▶ [Challenge]: Below is a set of records; print all of them exactly as written.

--- Input for this task ---

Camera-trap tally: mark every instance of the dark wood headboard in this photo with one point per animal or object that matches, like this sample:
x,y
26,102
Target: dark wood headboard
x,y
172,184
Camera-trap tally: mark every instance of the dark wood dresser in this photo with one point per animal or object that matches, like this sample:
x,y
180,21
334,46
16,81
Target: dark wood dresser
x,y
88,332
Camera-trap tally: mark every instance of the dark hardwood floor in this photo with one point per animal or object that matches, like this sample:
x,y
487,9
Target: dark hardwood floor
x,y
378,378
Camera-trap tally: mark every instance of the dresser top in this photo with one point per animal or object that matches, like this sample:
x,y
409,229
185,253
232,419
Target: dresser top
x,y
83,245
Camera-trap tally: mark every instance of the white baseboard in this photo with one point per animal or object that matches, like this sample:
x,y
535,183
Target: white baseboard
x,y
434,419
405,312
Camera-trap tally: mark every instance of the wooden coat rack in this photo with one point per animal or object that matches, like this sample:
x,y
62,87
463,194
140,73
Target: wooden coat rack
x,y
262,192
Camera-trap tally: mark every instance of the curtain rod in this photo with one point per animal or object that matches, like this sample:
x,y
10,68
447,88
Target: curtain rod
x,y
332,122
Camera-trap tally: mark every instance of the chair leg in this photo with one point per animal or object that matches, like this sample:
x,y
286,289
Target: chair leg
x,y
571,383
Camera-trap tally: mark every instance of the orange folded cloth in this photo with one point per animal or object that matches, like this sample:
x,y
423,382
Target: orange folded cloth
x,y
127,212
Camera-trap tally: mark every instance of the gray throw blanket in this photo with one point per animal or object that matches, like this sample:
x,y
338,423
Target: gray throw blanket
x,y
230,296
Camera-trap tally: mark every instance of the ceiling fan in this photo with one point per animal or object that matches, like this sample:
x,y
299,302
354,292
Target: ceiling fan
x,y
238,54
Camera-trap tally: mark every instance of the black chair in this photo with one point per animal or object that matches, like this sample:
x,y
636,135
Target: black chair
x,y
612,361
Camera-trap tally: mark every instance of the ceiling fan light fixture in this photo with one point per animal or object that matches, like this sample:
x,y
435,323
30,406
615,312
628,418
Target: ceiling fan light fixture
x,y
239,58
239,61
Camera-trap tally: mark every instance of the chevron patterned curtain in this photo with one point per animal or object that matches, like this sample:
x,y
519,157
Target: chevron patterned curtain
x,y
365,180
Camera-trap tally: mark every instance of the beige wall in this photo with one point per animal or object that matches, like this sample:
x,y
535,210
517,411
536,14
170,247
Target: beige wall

---

▶ [Solution to the exercise]:
Camera-trap tally: mark every instance of the dark wood headboard in this photo with one point per animal or object that matches, like this sample:
x,y
26,102
Target: dark wood headboard
x,y
172,184
Camera-trap tally: mark every instance of the dark wood dresser in this photo with one point per animal or object that matches, like this sample:
x,y
180,21
334,46
16,81
Target: dark wood dresser
x,y
88,332
Camera-trap tally: mark every instance of the dark hardwood floor in this photo with one point per animal or object that matches, like this sample:
x,y
487,9
Target: dark hardwood floor
x,y
378,378
Camera-trap tally: mark every instance of the dresser top in this photo with one point per animal or object that matches, like this sample:
x,y
409,229
185,253
232,419
Target: dresser top
x,y
83,245
Camera-trap tally: mark every instance of the white baseboard in this photo with one point per animal or object that matches, like this sample:
x,y
535,183
Target: white baseboard
x,y
434,419
405,312
Camera-trap tally: mark every instance of the wooden coat rack in this photo with one point per animal or object that matches, like this sample:
x,y
62,87
463,194
140,73
Target: wooden coat rack
x,y
262,192
Camera-trap tally: mark every instance of the curtain rod in this photo with one point per animal or object that matches, like this sample:
x,y
10,68
447,88
Target: curtain rod
x,y
332,122
Camera-trap tally: mark every instance of the chair leg in this photo with one point per animal or object that matches, like this sample:
x,y
286,289
Target: chair leg
x,y
571,383
Camera-trap tally: mark every instance of the orange folded cloth in this photo with one point per animal or object that matches, like this sample:
x,y
423,382
Target: orange folded cloth
x,y
127,212
Camera-trap tally: mark every instance of the gray throw blanket in this photo with one point per animal or object that matches, like this sample:
x,y
338,423
Target: gray throw blanket
x,y
230,296
Camera-trap tally: mark every instance of the ceiling fan in this photo with one point per animal or object that matches, like this sample:
x,y
299,302
354,292
Target: ceiling fan
x,y
238,54
Camera-trap tally: mark every instance of the black chair in this photo with one point per animal or object that matches, like this sample:
x,y
636,135
Target: black chair
x,y
612,361
Camera-trap tally: mark every instance of the ceiling fan light fixture in this photo with one point per animal or object that matches, like this sample:
x,y
435,323
30,406
615,312
628,418
Target: ceiling fan light fixture
x,y
239,58
239,61
Camera-trap tally: mark every instance of the chevron patterned curtain in this photo with one point per animal or object that matches, like this sample:
x,y
519,157
Target: chevron patterned curtain
x,y
365,180
Camera-trap tally: mark every instance of the beige wall in this photo with one point per animal or object that matches, like this sample:
x,y
535,210
517,411
536,14
170,247
Target: beige wall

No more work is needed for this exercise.